Source document |
····················
As my nonagenarian mother likes to say, unaware that she's quoting Bette Davis, "Old age is no place for sissies."
That's for sure. A person needs a spine of steel to figure out the Medicare Part D drug benefit, understand what the doughnut hole is, when she might fall into it, and when she can crawl back out of it.
But maybe some folks are figuring it out. One study released today shows that people on Medicare, generally those 65 and older, have learned a few tricks in working the system. Though that same report shows that inadequate drug coverage from the plan results in a lot of people skipping their medications.
Another report shows, maybe less surprisingly, that drug companies have some tricks of their own.
····················
Stored items:
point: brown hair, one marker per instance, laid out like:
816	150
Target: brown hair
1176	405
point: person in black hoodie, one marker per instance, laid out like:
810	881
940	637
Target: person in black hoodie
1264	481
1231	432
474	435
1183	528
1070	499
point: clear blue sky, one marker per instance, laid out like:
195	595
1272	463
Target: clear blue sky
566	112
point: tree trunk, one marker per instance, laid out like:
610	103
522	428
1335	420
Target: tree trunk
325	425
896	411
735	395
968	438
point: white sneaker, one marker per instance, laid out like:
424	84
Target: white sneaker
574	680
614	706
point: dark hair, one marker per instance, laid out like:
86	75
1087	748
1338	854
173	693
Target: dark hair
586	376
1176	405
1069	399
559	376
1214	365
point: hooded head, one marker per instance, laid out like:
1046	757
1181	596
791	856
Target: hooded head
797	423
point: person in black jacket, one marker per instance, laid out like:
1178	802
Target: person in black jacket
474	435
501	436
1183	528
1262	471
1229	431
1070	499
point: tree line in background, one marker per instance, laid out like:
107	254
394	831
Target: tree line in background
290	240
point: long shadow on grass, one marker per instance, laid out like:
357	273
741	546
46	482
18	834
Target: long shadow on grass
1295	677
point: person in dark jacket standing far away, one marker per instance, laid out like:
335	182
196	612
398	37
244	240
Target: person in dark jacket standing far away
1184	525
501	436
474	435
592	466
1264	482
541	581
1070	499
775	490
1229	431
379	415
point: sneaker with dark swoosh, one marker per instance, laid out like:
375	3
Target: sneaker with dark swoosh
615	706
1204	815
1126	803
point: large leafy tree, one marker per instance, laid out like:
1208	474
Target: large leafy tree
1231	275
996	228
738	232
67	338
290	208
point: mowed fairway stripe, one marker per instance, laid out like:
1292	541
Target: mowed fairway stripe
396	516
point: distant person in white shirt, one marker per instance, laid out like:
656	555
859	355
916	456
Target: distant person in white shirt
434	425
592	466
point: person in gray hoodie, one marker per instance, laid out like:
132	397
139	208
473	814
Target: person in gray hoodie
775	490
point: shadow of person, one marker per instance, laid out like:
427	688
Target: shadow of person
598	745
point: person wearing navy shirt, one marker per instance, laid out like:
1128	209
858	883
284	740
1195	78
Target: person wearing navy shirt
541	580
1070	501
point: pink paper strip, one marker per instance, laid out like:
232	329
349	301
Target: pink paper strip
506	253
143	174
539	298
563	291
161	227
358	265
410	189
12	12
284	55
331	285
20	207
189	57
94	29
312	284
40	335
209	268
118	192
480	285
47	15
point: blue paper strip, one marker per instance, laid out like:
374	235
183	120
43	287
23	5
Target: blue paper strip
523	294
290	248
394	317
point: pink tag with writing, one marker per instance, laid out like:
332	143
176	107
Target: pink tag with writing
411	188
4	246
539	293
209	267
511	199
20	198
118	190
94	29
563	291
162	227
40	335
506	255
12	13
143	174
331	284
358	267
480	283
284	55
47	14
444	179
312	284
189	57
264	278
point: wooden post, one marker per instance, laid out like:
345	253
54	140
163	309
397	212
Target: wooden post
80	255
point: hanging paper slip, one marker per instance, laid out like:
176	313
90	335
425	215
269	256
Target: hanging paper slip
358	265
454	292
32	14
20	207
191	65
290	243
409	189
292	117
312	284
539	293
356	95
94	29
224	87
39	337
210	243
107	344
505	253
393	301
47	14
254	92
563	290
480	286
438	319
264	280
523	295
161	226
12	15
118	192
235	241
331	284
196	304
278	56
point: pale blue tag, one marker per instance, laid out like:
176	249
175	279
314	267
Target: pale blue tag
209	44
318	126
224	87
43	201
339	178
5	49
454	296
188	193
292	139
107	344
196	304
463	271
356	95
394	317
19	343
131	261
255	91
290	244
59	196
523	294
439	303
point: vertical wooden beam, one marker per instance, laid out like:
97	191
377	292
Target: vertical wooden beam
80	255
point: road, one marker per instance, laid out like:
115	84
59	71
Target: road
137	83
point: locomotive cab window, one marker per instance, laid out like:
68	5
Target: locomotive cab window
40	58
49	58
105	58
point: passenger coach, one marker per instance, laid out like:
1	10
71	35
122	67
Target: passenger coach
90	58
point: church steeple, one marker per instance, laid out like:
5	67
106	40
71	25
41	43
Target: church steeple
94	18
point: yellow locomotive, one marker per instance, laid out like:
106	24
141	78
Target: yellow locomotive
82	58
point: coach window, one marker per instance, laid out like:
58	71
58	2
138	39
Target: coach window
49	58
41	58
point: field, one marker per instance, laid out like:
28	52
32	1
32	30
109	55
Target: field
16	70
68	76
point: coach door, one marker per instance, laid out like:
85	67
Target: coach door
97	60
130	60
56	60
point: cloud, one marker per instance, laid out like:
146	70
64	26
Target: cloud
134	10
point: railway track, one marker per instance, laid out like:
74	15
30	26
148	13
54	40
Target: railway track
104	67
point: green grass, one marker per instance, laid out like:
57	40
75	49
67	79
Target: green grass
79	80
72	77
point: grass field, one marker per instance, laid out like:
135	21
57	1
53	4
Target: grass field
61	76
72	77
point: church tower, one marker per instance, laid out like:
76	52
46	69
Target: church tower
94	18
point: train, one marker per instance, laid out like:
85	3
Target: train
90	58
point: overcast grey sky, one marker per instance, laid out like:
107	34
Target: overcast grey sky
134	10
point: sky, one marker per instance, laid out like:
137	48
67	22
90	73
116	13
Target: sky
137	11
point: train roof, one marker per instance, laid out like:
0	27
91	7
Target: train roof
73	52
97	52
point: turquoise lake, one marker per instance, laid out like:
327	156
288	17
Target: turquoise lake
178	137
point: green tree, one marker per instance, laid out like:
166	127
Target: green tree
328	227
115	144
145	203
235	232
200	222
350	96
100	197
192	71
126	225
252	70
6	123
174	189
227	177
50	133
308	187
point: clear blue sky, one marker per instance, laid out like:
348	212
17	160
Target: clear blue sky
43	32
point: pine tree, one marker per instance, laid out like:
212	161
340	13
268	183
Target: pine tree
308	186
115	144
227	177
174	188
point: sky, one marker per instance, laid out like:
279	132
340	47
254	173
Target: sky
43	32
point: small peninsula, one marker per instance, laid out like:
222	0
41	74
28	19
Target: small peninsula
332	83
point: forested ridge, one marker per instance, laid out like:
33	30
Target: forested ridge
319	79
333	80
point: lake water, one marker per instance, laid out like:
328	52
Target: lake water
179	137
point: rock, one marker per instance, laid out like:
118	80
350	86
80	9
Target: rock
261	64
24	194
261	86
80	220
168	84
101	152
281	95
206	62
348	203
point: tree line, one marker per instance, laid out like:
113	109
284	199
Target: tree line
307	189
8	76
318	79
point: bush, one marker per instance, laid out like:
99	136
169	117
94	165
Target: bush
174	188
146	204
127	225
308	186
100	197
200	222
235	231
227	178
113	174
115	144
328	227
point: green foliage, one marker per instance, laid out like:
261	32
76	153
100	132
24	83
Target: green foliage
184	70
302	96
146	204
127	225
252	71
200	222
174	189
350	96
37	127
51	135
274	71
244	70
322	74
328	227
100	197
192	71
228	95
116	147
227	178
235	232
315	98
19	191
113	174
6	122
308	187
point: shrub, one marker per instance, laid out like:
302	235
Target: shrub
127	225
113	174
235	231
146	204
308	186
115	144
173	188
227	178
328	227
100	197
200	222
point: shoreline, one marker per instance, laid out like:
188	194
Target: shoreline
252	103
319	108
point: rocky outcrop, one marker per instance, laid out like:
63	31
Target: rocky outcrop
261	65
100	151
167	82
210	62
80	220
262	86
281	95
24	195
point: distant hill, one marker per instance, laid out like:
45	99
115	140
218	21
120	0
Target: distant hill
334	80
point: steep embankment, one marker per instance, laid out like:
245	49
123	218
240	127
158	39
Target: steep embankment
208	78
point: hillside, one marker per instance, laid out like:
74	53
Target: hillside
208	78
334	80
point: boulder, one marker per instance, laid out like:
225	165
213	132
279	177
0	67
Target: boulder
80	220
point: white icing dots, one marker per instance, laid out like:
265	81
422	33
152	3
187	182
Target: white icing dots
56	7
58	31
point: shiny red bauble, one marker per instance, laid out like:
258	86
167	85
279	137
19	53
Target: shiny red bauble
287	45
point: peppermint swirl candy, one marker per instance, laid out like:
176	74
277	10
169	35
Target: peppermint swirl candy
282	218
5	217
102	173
····················
Exercise | Write out the full piece on the Medicare Part D drug benefit word for word, with nothing left out or changed.

Response box |
As my nonagenarian mother likes to say, unaware that she's quoting Bette Davis, "Old age is no place for sissies."
That's for sure. A person needs a spine of steel to figure out the Medicare Part D drug benefit, understand what the doughnut hole is, when she might fall into it, and when she can crawl back out of it.
But maybe some folks are figuring it out. One study released today shows that people on Medicare, generally those 65 and older, have learned a few tricks in working the system. Though that same report shows that inadequate drug coverage from the plan results in a lot of people skipping their medications.
Another report shows, maybe less surprisingly, that drug companies have some tricks of their own.